## Exercise prompt
Copy the records that follow exactly as written, but not their pictures.

## Records for this task
▬▬▬▬▬▬

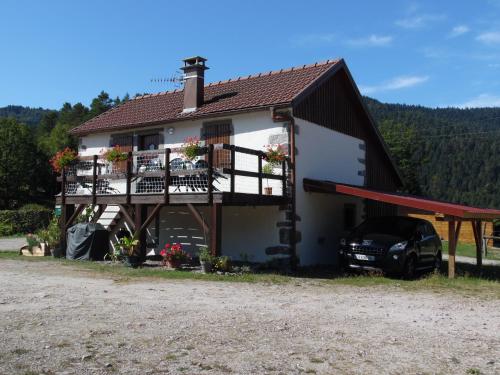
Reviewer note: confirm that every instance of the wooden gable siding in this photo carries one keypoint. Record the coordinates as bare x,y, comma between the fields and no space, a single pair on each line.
334,105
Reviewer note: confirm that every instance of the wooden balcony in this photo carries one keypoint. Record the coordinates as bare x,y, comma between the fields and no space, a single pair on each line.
221,173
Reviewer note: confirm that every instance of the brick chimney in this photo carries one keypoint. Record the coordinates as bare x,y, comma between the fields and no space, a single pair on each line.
194,82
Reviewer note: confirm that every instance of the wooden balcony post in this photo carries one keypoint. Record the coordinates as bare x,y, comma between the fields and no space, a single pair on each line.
233,167
166,178
210,173
129,175
259,171
94,180
63,218
63,187
216,229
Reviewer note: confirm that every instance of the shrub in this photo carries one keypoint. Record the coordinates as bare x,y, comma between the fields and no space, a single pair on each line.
32,241
63,159
52,234
26,220
6,229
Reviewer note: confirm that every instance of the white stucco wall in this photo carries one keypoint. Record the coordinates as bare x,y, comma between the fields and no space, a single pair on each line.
324,154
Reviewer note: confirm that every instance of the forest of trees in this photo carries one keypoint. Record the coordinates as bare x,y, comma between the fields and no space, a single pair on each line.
29,137
445,153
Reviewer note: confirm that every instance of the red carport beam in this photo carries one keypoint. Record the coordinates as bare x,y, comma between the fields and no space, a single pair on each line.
450,209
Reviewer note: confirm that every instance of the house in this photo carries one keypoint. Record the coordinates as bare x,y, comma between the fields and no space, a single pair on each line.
314,111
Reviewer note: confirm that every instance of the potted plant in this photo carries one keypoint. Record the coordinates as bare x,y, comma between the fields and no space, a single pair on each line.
268,169
127,246
50,237
223,264
206,259
191,148
173,255
63,159
116,156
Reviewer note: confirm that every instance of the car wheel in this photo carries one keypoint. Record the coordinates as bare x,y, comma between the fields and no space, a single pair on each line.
438,262
410,268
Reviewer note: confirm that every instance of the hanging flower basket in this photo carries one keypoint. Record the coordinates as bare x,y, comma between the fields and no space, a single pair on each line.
114,154
191,148
275,154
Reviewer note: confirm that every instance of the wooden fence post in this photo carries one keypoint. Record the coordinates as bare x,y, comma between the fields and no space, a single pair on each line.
166,179
129,176
94,180
210,173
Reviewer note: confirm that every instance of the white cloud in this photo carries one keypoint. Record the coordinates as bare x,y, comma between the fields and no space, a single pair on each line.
396,83
492,37
313,39
458,30
371,41
482,100
418,21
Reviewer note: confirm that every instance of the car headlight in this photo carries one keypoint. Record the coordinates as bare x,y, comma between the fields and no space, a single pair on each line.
399,246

▬▬▬▬▬▬

## Exercise solution
Reviewer note: confirm that every instance of the wooden gable siding in this photo carries one keypoint. Record the coordinates as bare x,y, comma between the fields and no space, a single pair on each line.
334,105
Reviewer note: confirm that every instance of the wooden balcony in this photo carries one keypoint. Record the coordinates as bare x,y, comma between the fields and no space, a single pair on each line.
221,173
Reviewer note: confirm that every instance of the brick chimney in this photo carries one keypoint. Record the coordinates as bare x,y, comma between the fields and no space, a single pair on each line.
194,82
Reviewer note: confirm that every instance of the wooden balcony post in this photo carries one keypoint. Record the coordinates as bare x,y, comma between the fields and no space, a single pair on each line.
233,167
166,178
210,173
129,175
259,171
94,180
63,218
63,187
216,229
Reviewer note: confirm that every instance of the shrub in this photo carries one keypoint. Record the coordinates as bare x,y, comma between the fields and no space, a single pair on each line.
32,241
63,159
52,234
26,220
6,229
Reviewer note: confirm that every instance of the white stucco wall in this photo carries one keypoint. Record the coordinates as bare x,y, comma between the fields and no space, a single pair on each line.
324,154
Reviewer note: confirm that every instance of the forest of trees in this photo carries one keypoint. Record the coordinates as bare x,y, comma between the fields and no space, a single pair on each line.
29,137
445,153
Reviewer note: confirm that every instance of the red carport beam in this photo carries one keypoint. Record the coordinates as bare x,y, comma between the fields and no space, a single pair on each line.
450,209
Reviewer note: confirm that every instance of the house in this photo carries one keypoint. Record the coordinates as bare x,y, comma between the fields and no space, a single pair on each line.
314,111
Reviewer note: confirm that every instance of the potted plant in this photo carries one keypoint. Record the coordinates as bare x,y, comma between the fields and no space, a single pair on each line.
268,169
127,246
50,237
223,264
206,259
191,148
173,255
63,159
116,156
Reviewer note: confirm that every instance of the car wheel in this photo carries one keypoint. Record the coordinates as bare x,y, comma between the fields and no space, a single pair on each line.
438,262
410,268
Reviewer note: confirm that every instance of the hanging flower basket in this photo carries one keypoint. Record the coordinates as bare x,y, comma between the fields and no space, a single pair on each line.
114,154
191,148
275,154
Reviewer note: confirm that every instance of the wooden fence post in this photo carries one keypoint. Record the coordinates as bare x,y, comma between the fields and no space, a single pair on each line.
166,179
129,176
94,180
210,173
Reviewer note: confirm that every instance of the white cloud in this photo carries one keypoint. Record the coordinates as bare x,y, comma between the fields and no space, a single pair on each line.
396,83
492,37
313,39
458,30
371,41
482,100
418,21
Reviewer note: confirm that every instance of the car headlight in this photo carries one keypoint. Record the coordinates as bare x,y, comma between the fields and no space, a single pair on each line.
399,246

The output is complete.